* _WHAT TO PRODUCE_:
Rewrite each of the rows below as a JSON list of strings, with one string per line and no blank lines.

* _SOURCE DATA_:
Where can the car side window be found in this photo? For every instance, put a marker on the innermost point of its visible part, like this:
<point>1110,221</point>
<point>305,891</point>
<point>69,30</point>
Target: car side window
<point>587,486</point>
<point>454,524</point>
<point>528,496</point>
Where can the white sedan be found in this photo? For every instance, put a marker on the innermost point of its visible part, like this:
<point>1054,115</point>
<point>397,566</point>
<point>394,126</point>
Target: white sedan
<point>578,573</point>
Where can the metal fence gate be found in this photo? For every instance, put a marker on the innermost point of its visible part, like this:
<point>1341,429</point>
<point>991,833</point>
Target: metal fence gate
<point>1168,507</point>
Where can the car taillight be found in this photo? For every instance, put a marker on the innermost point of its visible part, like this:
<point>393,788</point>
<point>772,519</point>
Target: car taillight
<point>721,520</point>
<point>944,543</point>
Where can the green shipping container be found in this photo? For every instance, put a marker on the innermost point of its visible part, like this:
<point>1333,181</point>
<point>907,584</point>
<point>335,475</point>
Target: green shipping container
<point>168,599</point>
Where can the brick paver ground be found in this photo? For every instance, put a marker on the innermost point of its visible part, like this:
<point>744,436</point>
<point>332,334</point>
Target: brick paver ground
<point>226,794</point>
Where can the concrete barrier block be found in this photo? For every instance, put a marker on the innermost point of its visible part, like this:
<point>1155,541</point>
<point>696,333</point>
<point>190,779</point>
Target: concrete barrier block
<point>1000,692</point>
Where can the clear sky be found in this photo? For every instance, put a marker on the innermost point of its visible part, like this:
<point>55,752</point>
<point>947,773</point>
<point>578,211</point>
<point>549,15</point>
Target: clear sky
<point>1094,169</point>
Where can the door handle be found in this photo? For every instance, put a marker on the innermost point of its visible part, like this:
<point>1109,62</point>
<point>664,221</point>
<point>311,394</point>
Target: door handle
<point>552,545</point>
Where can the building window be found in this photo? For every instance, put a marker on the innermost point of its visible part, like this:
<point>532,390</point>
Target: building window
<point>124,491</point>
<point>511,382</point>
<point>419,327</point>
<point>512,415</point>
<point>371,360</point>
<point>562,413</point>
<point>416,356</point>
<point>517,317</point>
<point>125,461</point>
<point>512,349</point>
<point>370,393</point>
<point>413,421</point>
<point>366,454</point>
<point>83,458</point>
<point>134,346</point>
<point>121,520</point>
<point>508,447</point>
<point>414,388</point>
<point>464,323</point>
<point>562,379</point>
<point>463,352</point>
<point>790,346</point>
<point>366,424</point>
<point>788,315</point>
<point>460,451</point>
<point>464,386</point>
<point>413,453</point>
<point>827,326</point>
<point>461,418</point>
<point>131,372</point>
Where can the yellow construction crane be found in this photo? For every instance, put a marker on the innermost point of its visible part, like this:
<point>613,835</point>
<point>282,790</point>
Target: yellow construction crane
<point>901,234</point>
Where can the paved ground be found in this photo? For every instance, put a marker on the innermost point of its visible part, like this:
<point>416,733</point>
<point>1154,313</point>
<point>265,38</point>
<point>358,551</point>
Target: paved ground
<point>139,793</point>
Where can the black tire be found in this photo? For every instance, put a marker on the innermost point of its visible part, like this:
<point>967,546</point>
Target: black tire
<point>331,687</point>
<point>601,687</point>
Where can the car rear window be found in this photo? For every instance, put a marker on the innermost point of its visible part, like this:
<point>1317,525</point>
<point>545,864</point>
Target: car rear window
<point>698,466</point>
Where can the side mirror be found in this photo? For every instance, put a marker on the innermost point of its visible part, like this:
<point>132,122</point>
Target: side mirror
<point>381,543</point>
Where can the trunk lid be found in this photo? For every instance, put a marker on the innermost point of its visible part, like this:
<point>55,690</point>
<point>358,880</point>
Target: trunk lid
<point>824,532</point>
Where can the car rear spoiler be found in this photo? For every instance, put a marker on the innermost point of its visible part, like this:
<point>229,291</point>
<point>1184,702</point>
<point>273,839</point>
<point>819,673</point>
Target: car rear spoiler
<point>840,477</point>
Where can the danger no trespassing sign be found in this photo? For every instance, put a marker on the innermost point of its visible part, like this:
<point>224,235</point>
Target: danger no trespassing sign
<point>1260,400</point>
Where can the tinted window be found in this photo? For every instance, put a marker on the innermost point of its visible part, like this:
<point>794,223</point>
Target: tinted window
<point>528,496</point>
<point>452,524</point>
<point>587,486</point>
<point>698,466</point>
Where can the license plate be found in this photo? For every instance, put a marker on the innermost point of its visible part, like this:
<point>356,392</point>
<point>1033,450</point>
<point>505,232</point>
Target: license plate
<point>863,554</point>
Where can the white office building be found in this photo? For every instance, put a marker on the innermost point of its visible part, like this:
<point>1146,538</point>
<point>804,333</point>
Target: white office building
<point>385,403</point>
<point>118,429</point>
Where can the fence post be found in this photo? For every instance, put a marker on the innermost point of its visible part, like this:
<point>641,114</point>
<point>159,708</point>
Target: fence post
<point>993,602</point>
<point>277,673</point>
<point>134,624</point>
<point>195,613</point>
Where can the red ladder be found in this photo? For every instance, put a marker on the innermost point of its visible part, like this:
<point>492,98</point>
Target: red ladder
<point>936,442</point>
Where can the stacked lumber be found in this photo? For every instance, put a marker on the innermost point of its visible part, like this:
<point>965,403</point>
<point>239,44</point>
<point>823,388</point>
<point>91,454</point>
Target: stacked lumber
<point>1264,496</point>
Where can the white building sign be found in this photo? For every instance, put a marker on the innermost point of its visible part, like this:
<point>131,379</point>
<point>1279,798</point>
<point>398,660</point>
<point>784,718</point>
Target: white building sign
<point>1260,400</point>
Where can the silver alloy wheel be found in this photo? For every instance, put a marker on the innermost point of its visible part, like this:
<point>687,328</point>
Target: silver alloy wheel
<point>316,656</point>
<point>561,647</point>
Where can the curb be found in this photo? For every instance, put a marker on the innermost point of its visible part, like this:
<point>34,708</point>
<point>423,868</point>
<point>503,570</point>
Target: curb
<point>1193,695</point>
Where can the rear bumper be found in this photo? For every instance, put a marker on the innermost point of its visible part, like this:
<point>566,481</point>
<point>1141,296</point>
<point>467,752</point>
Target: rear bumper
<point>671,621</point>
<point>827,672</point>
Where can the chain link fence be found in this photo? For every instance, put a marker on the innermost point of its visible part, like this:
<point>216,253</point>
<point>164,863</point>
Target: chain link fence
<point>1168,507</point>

* _RESULT_:
[
  "Where can the car side window be found in this photo? For every instance, put a marker on the innermost point of its visible part, like this:",
  "<point>1110,221</point>",
  "<point>305,891</point>",
  "<point>69,30</point>",
  "Target: car side window",
  "<point>587,486</point>",
  "<point>454,524</point>",
  "<point>528,496</point>",
  "Where can the white sedan be found in this photo? For every instance, put a marker on the innermost point of its visible part, like this:",
  "<point>1054,115</point>",
  "<point>397,566</point>",
  "<point>394,126</point>",
  "Target: white sedan",
  "<point>578,573</point>",
  "Where can the metal fence gate be found in this photo? For every instance, put a marker on the innermost point of its visible part, like this:",
  "<point>1341,429</point>",
  "<point>991,833</point>",
  "Target: metal fence gate",
  "<point>1168,507</point>",
  "Where can the car taillight be found in this photo? For every instance, put a marker on the innermost point of its visible part, like this:",
  "<point>393,788</point>",
  "<point>772,519</point>",
  "Target: car taillight",
  "<point>721,520</point>",
  "<point>944,543</point>",
  "Where can the green shipping container be found in this photo? For every instance, put a marker on the innermost point of its visible part, like this:",
  "<point>1333,181</point>",
  "<point>907,584</point>",
  "<point>335,475</point>",
  "Target: green shipping container",
  "<point>168,599</point>",
  "Where can the brick paver ground be found in this photo? For every instance, put a marker on the innermost point of its visible part, like this:",
  "<point>744,436</point>",
  "<point>332,334</point>",
  "Target: brick paver ground",
  "<point>226,794</point>",
  "Where can the concrete barrier block be found in this photo? For every instance, put a marker on the innermost point of its visible part, like this:",
  "<point>1155,541</point>",
  "<point>696,333</point>",
  "<point>190,779</point>",
  "Target: concrete barrier block",
  "<point>1000,692</point>",
  "Where can the clear sky be found in this photo? For every instance, put a marker on the innermost point of its visible part, like this:",
  "<point>55,752</point>",
  "<point>947,773</point>",
  "<point>578,211</point>",
  "<point>549,15</point>",
  "Target: clear sky",
  "<point>1094,169</point>",
  "Where can the door handle be found in this photo? For every instance, put a marker on the innermost point of its visible part, like this:",
  "<point>1109,62</point>",
  "<point>664,221</point>",
  "<point>311,394</point>",
  "Target: door handle",
  "<point>552,545</point>",
  "Where can the building window be found in this photo? For every instance, put a marker on the innermost point of its visible part, like this:",
  "<point>532,390</point>",
  "Target: building window",
  "<point>124,491</point>",
  "<point>511,382</point>",
  "<point>419,327</point>",
  "<point>512,415</point>",
  "<point>371,360</point>",
  "<point>562,413</point>",
  "<point>416,356</point>",
  "<point>517,317</point>",
  "<point>125,461</point>",
  "<point>512,349</point>",
  "<point>370,393</point>",
  "<point>413,421</point>",
  "<point>366,454</point>",
  "<point>83,458</point>",
  "<point>134,346</point>",
  "<point>121,520</point>",
  "<point>508,447</point>",
  "<point>414,388</point>",
  "<point>464,323</point>",
  "<point>562,379</point>",
  "<point>463,352</point>",
  "<point>790,346</point>",
  "<point>366,424</point>",
  "<point>788,315</point>",
  "<point>460,451</point>",
  "<point>464,386</point>",
  "<point>413,453</point>",
  "<point>827,326</point>",
  "<point>461,418</point>",
  "<point>131,372</point>",
  "Where can the yellow construction crane be found in this photo? For every instance, put a marker on the innermost point of its visible part, like this:",
  "<point>613,835</point>",
  "<point>282,790</point>",
  "Target: yellow construction crane",
  "<point>901,234</point>",
  "Where can the paved ground be found in this photo? For every instance, put a marker on the innermost point of its visible part, like this:",
  "<point>416,733</point>",
  "<point>1154,313</point>",
  "<point>265,38</point>",
  "<point>358,551</point>",
  "Target: paved ground",
  "<point>139,793</point>",
  "Where can the black tire be found in this photo? For every instance, put a marker on the innermost point of its visible part, like this:",
  "<point>967,546</point>",
  "Target: black tire",
  "<point>331,687</point>",
  "<point>601,687</point>",
  "Where can the car rear window be found in this photo? For every instance, put a marker on the innermost point of its visible part, like this:",
  "<point>1317,525</point>",
  "<point>545,864</point>",
  "Target: car rear window",
  "<point>698,466</point>",
  "Where can the side mirror be found in this photo? For every instance, put a marker on the innermost point of its visible part, like this:",
  "<point>132,122</point>",
  "Target: side mirror",
  "<point>381,543</point>",
  "Where can the trunk lid be found in this photo? For every instance, put a marker on the innermost point of its visible part, like this:",
  "<point>55,690</point>",
  "<point>358,880</point>",
  "Target: trunk lid",
  "<point>824,532</point>",
  "Where can the car rear spoiler be found in this photo? For every instance, put a marker on the innermost point of its visible part, like this:",
  "<point>229,291</point>",
  "<point>1184,702</point>",
  "<point>273,839</point>",
  "<point>819,673</point>",
  "Target: car rear spoiler",
  "<point>840,477</point>",
  "Where can the danger no trespassing sign be found in this photo? For every instance, put a marker on the innermost point of its visible part, like this:",
  "<point>224,235</point>",
  "Target: danger no trespassing sign",
  "<point>1260,400</point>",
  "Where can the tinted window be found in this photo? For every instance, put a marker on the innermost point of its visible part, like this:",
  "<point>794,223</point>",
  "Target: tinted window",
  "<point>528,496</point>",
  "<point>452,524</point>",
  "<point>587,486</point>",
  "<point>698,466</point>",
  "Where can the license plate be found in this photo? For every instance, put a marker on the innermost point of its visible part, like this:",
  "<point>356,392</point>",
  "<point>1033,450</point>",
  "<point>505,232</point>",
  "Target: license plate",
  "<point>863,554</point>",
  "Where can the white office building be found in this photo? For every instance, put a marker on the innermost point of its visible part, like this:",
  "<point>1146,538</point>",
  "<point>804,333</point>",
  "Target: white office building",
  "<point>385,403</point>",
  "<point>118,429</point>",
  "Where can the fence post be found in this photo? For every instance, put a marker on the innermost point of its visible part, like this:",
  "<point>641,114</point>",
  "<point>159,708</point>",
  "Target: fence post",
  "<point>993,602</point>",
  "<point>277,673</point>",
  "<point>134,624</point>",
  "<point>195,613</point>",
  "Where can the red ladder be found in this photo? For every instance, put a marker on the innermost point of its visible part, like this:",
  "<point>492,98</point>",
  "Target: red ladder",
  "<point>936,442</point>",
  "Where can the stacked lumber be found in this photo? For every instance, put a marker on the innermost point of its visible part, like this:",
  "<point>965,403</point>",
  "<point>239,44</point>",
  "<point>823,388</point>",
  "<point>91,454</point>",
  "Target: stacked lumber",
  "<point>1264,496</point>",
  "Where can the white building sign be found in this photo? For every instance, put a marker on the innermost point of its visible part, like this:",
  "<point>131,379</point>",
  "<point>1279,798</point>",
  "<point>398,660</point>",
  "<point>784,718</point>",
  "Target: white building sign",
  "<point>1260,400</point>",
  "Where can the silver alloy wheel be found in this photo? For every instance, put a marker on the innermost point of its visible part, like this:",
  "<point>687,328</point>",
  "Target: silver alloy wheel",
  "<point>316,656</point>",
  "<point>561,647</point>",
  "Where can the curb be found in this photo? For every instance, put a marker on the innermost point of its visible part, like this:",
  "<point>34,708</point>",
  "<point>423,868</point>",
  "<point>503,570</point>",
  "Target: curb",
  "<point>1193,695</point>",
  "Where can the rear bumper be found in this photo? For every instance, put a marker on the innermost point of its visible part, like this:",
  "<point>566,481</point>",
  "<point>1141,296</point>",
  "<point>467,752</point>",
  "Target: rear bumper",
  "<point>671,621</point>",
  "<point>827,672</point>",
  "Where can the chain link fence be found in this photo? For every instance, put a marker on the innermost point of its visible part, like this:",
  "<point>216,253</point>",
  "<point>164,863</point>",
  "Target: chain link fence",
  "<point>1168,507</point>"
]